GIVEN REQUEST: Reproduce the records below, replacing every occurrence of "purple" with "orange" and leaving everything else unchanged.

## Start EXCERPTED RECORDS

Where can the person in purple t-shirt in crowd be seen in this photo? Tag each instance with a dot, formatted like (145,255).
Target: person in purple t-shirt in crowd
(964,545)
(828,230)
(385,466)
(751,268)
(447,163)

## End EXCERPTED RECORDS

FULL OUTPUT:
Where can the person in orange t-shirt in crowd be seen in this photo? Tag each instance with a dot, formatted like (145,255).
Target: person in orange t-shirt in crowd
(964,545)
(828,230)
(385,466)
(751,268)
(447,163)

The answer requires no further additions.